===== TEXTE FOURNI

Implantée surtout à Montréal et dans d'autres milieux urbains, la Fédération des Femmes du Québec (FFQ) est une fédération d'associations qui se définit dans l'ensemble comme étant a-politique. La Fédération qui fut fondée en 1966 regroupe aujourd'hui 30 associations (plus de 130.000 membres) et 500 membres individuels. Elle rejette les valeurs qui définissaient l'idéologie traditionnelle et s'affirme par son libéralisme. Mise sur pied par des femmes de la bourgeoisie, ayant l'expérience d'une carrière dans les professions libérales et dans la politique, la FFQ est encore largement dominée par ce groupe. La Fédération s'est fixée comme objectif de donner à la femme québécoise un statut de citoyenne à part entière : la reconnaissance de ses droits fondamentaux et la possibilité d'exercer ses libertés. Pour certaines tendances féministes, la position de la FFQ sur l'avortement semble trop modérée. En effet, ce n'est qu'en 1975, que la FFQ, par un vote controversé modifie une politique jusque-là défavorable à la libéralisation de l'avortement. Sans prendre position pour ou contre l'avortement et parce que «les problèmes existent déjà», elle demande le retrait de l'avortement du code criminel et encourage l'éducation sexuelle et l'adoption de mesures sociales adéquates. Il faut signaler que la FFQ bénéficie à elle seule de tous les fonds accordés par les gouvernements aux organisations féministes (77.500 dollars en 1977). Au plan des réalisations (cours, études, mémoires), la FFQ est particulièrement productive. C'est grâce à son travail, en partie, qu'on a mis sur pied, au niveau provincial, en 1973, le Conseil du Statut de la Femme, organisme para-gouvernemental de consultation.

La Ligue des Femmes du Québec, membre de la Fédération Démocratique Internationale, fondée en 1957, est l'association féministe de type réformiste la plus ancienne au Québec. La Ligue regroupe aujourd'hui 300 membres dans la région de Montréal et entretient une politique de sympathie envers le mouvement ouvrier québécois. Cette particularité lui donne une place plus progressiste que celles des autres mouvements réformistes. De plus, ses revendications en faveur de l'avortement et des garderies libres et gratuites, en font un agent de contestation à l'intérieur de la FFQ, dont elle est membre.

==========
===== DONNÉES EXTRAITES

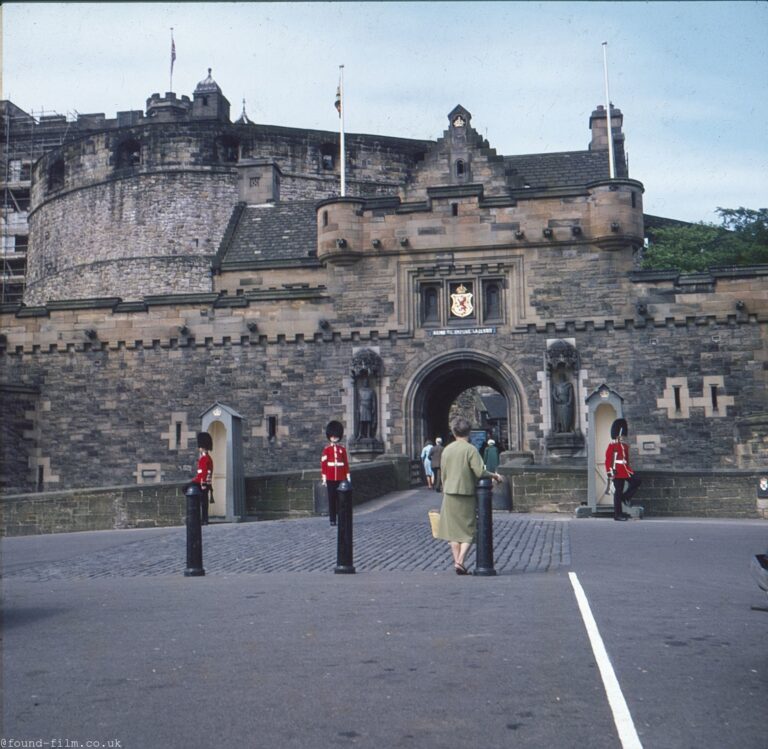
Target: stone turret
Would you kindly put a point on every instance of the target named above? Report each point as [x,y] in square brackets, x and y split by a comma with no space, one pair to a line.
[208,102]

==========
===== DONNÉES EXTRAITES

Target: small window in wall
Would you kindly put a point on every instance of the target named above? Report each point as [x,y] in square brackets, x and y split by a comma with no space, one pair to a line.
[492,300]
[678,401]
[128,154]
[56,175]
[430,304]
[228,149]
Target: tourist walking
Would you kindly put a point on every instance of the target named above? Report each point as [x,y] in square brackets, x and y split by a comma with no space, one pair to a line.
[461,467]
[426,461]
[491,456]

==========
===== DONNÉES EXTRAITES

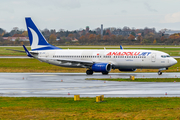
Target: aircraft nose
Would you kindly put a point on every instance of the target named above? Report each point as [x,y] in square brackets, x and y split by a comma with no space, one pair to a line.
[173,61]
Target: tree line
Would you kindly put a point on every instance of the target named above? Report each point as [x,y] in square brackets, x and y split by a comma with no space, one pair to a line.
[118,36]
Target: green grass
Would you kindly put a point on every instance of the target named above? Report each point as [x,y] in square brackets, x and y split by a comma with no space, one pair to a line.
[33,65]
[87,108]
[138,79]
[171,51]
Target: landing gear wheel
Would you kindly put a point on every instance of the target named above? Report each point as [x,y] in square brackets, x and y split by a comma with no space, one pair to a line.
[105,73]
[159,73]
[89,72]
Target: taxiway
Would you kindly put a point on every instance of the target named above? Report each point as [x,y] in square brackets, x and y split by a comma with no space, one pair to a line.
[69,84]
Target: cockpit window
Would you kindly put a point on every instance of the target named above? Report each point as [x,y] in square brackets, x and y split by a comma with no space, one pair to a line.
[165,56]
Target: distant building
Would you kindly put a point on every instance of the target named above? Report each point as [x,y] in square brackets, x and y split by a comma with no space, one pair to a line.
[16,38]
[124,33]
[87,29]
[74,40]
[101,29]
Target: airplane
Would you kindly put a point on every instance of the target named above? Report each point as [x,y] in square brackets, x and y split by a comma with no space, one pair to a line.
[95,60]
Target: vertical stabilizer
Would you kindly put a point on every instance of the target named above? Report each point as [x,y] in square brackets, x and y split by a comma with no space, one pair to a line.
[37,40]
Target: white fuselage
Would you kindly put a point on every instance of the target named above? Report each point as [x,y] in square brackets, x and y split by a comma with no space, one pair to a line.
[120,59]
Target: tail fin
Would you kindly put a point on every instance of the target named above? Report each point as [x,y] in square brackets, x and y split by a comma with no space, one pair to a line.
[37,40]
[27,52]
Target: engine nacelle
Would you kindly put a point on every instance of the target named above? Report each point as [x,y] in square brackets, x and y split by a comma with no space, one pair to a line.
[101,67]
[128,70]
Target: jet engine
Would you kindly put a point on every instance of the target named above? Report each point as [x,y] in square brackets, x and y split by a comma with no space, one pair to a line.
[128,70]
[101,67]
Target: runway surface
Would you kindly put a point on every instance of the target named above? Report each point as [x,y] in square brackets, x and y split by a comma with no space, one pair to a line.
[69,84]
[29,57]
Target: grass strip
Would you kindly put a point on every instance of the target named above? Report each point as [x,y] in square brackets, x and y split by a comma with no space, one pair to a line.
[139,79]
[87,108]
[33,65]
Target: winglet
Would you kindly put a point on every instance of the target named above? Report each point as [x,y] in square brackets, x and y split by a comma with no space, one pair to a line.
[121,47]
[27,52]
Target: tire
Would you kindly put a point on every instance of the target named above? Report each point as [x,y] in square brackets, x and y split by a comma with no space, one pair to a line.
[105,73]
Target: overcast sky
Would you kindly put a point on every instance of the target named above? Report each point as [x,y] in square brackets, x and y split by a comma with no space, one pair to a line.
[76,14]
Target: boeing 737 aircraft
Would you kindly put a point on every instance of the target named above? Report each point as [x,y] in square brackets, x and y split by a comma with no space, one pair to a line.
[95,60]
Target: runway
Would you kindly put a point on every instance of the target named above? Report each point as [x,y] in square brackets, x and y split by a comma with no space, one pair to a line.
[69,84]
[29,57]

==========

◆ ÉNONCÉ 1
Relevez toutes les lignes de la liste qui contiennent la chaîne « grass ».
◆ ÉNONCÉ 2
Rédigez la suite du texte sur les associations féministes du Québec, à partir de sa dernière phrase.
Le texte et la liste proviennent de sources distinctes.

◆ CORRIGÉ 1
Target: green grass
Target: grass strip

◆ CORRIGÉ 2
Pour sa part, le Réseau d'Action et d'Information pour les femmes (RAIF), fondé en 1973, recrute la plupart de ses membres dans la région de Québec. Il ne s'associe à aucune idéologie précise, n'a aucune structure hiérarchisée et aucun bureau permanent. Il réagit donc rapidement, au jour le jour, aux politiques gouvernementales touchant les droits des femmes, par différentes t'ormes de manifestations et de dénonciations (lettres, télégrammes, études). Dénonçant le système patriarcal sexiste, et la place subalterne de la femme dans la famille, le RAIF est en faveur de l'avortement et de l'implantation d'un réseau de garderies. Pour la présidente du RAIF, la libération de la femme est prioritaire et elle est essentielle à la libération nationale du Québec.
Les syndicats

Dès le début de la participation féminine au marché du travail, les syndicats, dans leur ensemble, ont condamné le travail des femmes, surtout des femmes mariées. C'est seulement à partir de 1960 qu'ils commencent à reconnaître la légitimité du travail féminin. Dans les années 70, ils manifestent toutefois un intérêt croissant pour les questions relatives aux femmes et ils souhaitent devenir des agents de changement de la condition féminine.

Face à la difficulté pour les femmes de se syndiquer et de participer aux instances de décision, les trois grandes centrales syndicales ont mis sur pied des comités de la condition féminine. En 1972, la Fédération des travailleurs du Québec (FTQ) - regroupant des syndicats américains et canadiens au Québec - crée un comité d'étude ayant pour mandat d'expliquer la faible participation des femmes, à tous ses échelons. En effet, bien qu'elles constituent 20 % des effectifs, les femmes sont sous-représentées de façon flagrante au niveau de la Fédération ; elles ne comptent que pour 3 à 4 % des permanents et aucune femme n'a jamais été élue à l'exécutif.

La situation est quelque peu différente à la Confédération des syndicats nationaux (CSN), - centrale formée de syndicats catholiques à l'origine où les femmes forment le tiers des effectifs. La CSN a été la première centrale à se préoccuper des problèmes pratiques relatifs au travail féminin, même si elle a longtemps subi l'influence de l'idéologie traditionnelle.

Seule la Centrale des enseignants du Québec (CEG) a une majorité de femmes parmi ses syndiqués, soit les deux tiers. Toutefois, le problème de la sous-représentation féminine aux instances de décision se pose aussi à la CEG. À son congrès de 1973, elle s'est orientée vers une réflexion plus profonde sur la condition féminine, en créant un comité chargé, entre autres, de mener une étude sur les stéréotypes sexistes dans les manuels scolaires.

Les principales revendications des comités de la condition féminine des trois centrales portent sur les congés de maternité, les garderies et la mise en pratique du principe « à travail de valeur égale, salaire égal ». On sent toutefois que le mouvement syndical éprouve certaines difficultés à intégrer la question féminine dans sa pratique quotidienne. On constate par ailleurs que le militantisme syndical des femmes est entravé par leurs charges familiales. Un comité de la condition féminine inter-centrales vient tout juste d'être créé pour l'élaboration de politiques et d'actions communes, susceptibles d'améliorer la condition des femmes.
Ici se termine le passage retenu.